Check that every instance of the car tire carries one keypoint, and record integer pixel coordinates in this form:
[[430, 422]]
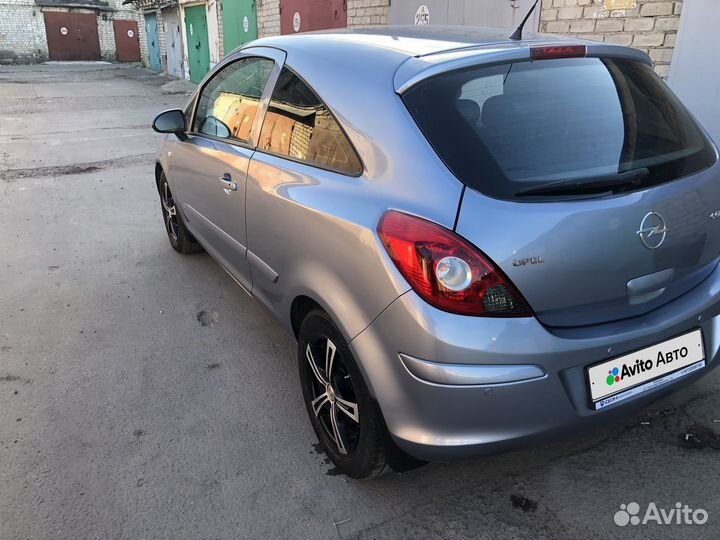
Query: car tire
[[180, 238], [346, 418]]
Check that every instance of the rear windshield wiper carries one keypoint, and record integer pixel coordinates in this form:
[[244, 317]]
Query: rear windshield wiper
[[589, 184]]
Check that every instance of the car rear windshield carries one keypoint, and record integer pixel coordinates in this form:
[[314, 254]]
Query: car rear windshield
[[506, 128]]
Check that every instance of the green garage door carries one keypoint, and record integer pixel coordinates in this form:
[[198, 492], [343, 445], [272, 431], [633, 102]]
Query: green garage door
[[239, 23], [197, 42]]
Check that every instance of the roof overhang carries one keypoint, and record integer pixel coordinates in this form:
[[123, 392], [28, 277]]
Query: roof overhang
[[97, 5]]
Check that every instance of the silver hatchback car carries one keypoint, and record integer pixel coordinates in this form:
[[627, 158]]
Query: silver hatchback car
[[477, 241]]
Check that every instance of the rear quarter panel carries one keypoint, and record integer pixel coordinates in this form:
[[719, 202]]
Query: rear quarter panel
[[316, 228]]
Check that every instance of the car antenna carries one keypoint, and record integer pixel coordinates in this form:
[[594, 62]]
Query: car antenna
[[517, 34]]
□ □ □ □
A verbatim copy of the records above, without pictures, is required.

* **SOLUTION**
Check that every instance of the car tire carries one keypoint, and record integer pixel coordinates in this form:
[[430, 422]]
Query: car tire
[[180, 238], [346, 418]]
Check that every instance of the rear windshield wiper carries one keypoint, and record integer pixel coordinates in this form:
[[244, 317]]
Query: rear windshield wiper
[[589, 184]]
Check that every instance of the car rear windshield carries one keypoint, and record integer pixel coordinates in this form:
[[314, 254]]
Query: car rear windshield
[[506, 128]]
Check that every instance of the green garage door carries one keypoint, and record integer pixel coordinates in this form:
[[198, 492], [343, 445], [272, 431], [633, 102]]
Query: green garage door
[[239, 23], [197, 42]]
Check that every instance of the roof overhang carries one keypoint, and record integer pixel coordinates in this form:
[[123, 392], [28, 277]]
Query: roof overhang
[[97, 5]]
Check that every instance of the silver hatchback car carries one keypoint, and record integer pixel coordinates in this form:
[[627, 158]]
Query: silver hatchback car
[[477, 241]]
Check that every instance of the rear quarter panel carries one keypoint, and record integer pixel coordinates in this form:
[[719, 202]]
Query: rear quarter panel
[[316, 228]]
Check that every instance of the car antenna carries one keypoint, and record integer pixel coordinates in this form:
[[594, 62]]
Query: car antenna
[[517, 34]]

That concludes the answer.